→ Text des Berichts
..........

Die Ermittler hätten erst nach Eintreffen der Pariser Gerichtsmediziner Zugang zum Auto erhalten und das Mädchen erst dann entdeckt, so Maillaud. Laut einem Ermittler war die Vierjährige fast acht Stunden „unter den Beinen ihrer Mutter verborgen“. Maillaud sagte: „Sie sprach Englisch, erzählte uns, dass sie Lärm und Schreie gehört hat. Mehr kann sie nicht sagen, sie ist ja erst vier Jahre alt.“ Bei den Toten handelt es sich um die Eltern und die Großmutter des Mädchens.

Ein Polizist sichert die Zufahrt zum Tatort in Annecy

APA/EPA/MAXPPP/Norbert Falco

Ermittler riegelten die Gegend großräumig ab

Das schwerstverletzte andere Mädchen dürfte die Schwester der Vierjährigen sein. Eine eindeutige Identifikation war laut den Angaben der Ermittler jedoch nur beim Fahrer des BMW mit britischem Kennzeichen möglich. Laut Polizei saß der Familienvater auf dem Fahrersitz, auf dem Rücksitz fanden die Ermittler die Frauenleichen. Sie waren allem Anschein nach auf Urlaub in der französischen Alpenregion. Die Gegend im Departement Haute-Savoie ist bei Touristen aus aller Welt sehr beliebt.

..........

→ Aufgeführte Einträge

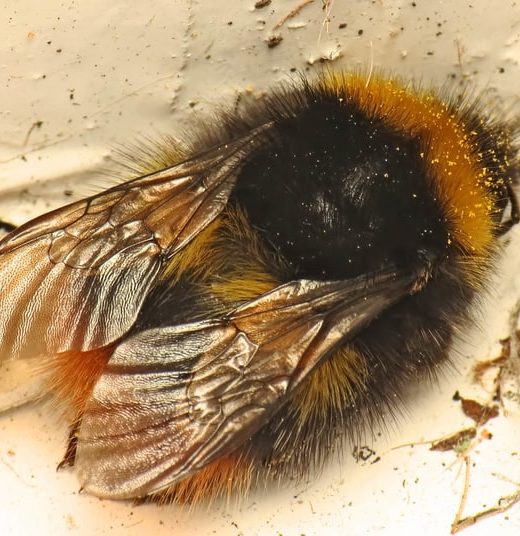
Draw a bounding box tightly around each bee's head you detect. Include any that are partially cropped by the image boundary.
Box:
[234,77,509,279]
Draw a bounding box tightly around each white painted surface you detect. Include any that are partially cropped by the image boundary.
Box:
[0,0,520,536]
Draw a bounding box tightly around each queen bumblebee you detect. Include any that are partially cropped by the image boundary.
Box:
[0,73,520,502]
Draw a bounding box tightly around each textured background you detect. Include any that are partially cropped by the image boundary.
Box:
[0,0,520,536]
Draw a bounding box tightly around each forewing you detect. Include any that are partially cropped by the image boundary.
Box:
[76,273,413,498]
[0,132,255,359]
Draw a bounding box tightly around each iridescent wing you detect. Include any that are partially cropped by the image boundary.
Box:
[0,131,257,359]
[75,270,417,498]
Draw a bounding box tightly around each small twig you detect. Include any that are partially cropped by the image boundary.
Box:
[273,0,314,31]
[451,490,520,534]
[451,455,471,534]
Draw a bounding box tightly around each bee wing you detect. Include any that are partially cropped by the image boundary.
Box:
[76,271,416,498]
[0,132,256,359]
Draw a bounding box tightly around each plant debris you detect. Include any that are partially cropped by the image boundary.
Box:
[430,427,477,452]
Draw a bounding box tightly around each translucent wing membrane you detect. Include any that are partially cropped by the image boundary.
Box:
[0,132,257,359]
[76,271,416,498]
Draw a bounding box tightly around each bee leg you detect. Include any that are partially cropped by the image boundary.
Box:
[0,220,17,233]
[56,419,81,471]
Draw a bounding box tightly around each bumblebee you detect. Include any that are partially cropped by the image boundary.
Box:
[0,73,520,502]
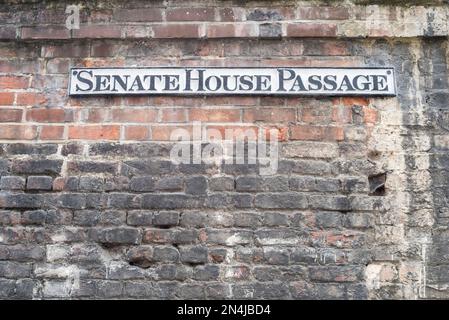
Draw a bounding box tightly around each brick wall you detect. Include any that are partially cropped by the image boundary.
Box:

..........

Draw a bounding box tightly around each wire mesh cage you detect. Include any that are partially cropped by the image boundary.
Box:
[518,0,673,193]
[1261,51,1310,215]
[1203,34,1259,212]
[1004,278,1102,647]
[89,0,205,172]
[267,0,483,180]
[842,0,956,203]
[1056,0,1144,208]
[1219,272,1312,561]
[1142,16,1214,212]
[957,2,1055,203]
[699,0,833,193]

..........

→ Aufgaben
A. Beantworte diese drei Fragen zum Bericht, jede in einer eigenen Zeile:
(i) Wie lange war die Vierjährige laut einem Ermittler unter den Beinen ihrer Mutter verborgen?
(ii) Welche Sprache sprach das Mädchen?
(iii) Wo saß laut Polizei der Familienvater?
B. Zähle alle Personen auf, die laut dem Bericht tot sind.
C. Schreib den Bericht über die Toten im Auto bei Annecy nach seinem letzten Satz weiter.

→ Lösungen
A.
(i) Fast acht Stunden.
(ii) Englisch.
(iii) Auf dem Fahrersitz.

B. der Vater des Mädchens, die Mutter des Mädchens, die Großmutter des Mädchens

C.
Spekulationen über Tathergang

Der vierte Tote war ein Bürger der Nachbargemeinde, der offenbar beim Radfahren Erholung suchte. Am Tatort im Gemeindegebiet des Ortes Chevaline lagen zahlreiche Patronenhülsen aus einer automatischen Pistole. 60 Beamte suchten die ganze Nacht in der Umgebung nach möglichen Hinweisen. Auch ein Helikopter war im Einsatz. Schon am Vortag war mit der Befragung möglicher Zeugen begonnen worden. Unklar blieben zunächst die Hintergründe der Tat.

Spekuliert wurde darüber, dass die Familie Opfer eines Raubüberfalls geworden sein könnte, in den der Radfahrer hineingeraten war. Der Staatsanwalt bestätigte diese These nicht. Ein anderer möglicher Tathergang wäre, dass sowohl die Familie als auch der Radfahrer zufällig Zeugen etwa einer verbrecherischen Verabredung wurden und das mit dem Leben bezahlen mussten. Auch persönliche Motive innerhalb der Familie wurden anfangs nicht gänzlich ausgeschlossen.

Ermittler setzen auf die beiden Mädchen

Die Ermittler setzen ihre Hoffnungen auf die beiden Überlebenden. Neben dem kleinen Mädchen geht es dabei vor allem um dessen offenbar ältere Schwester: Laut Chefermittler Benoit Vinnemann hat sich ihr Zustand in der Nacht deutlich gebessert. Sie befindet sich jedoch offenbar immer noch auf der Intensivstation des Spitals von Grenoble. Vinnemann sagte, die Ärzte gingen davon aus, dass sie in einigen Tagen wieder ansprechbar sein werde.

Ein Indiz dafür, dass den beiden Mädchen als überlebenden Zeuginnen der Bluttat weiterhin Gefahr durch die Täter droht, liegt in außergewöhnlichen Schutzmaßnahmen für sie: Laut britischen Medienberichten wurde das Spital in Grenoble in der Nacht auf Donnerstag von schwer bewaffneten Polizeibeamten zur Bewachung umstellt. Der Aufenthaltsort des kleineren Mädchens wiederum wird von der Polizei geheim gehalten.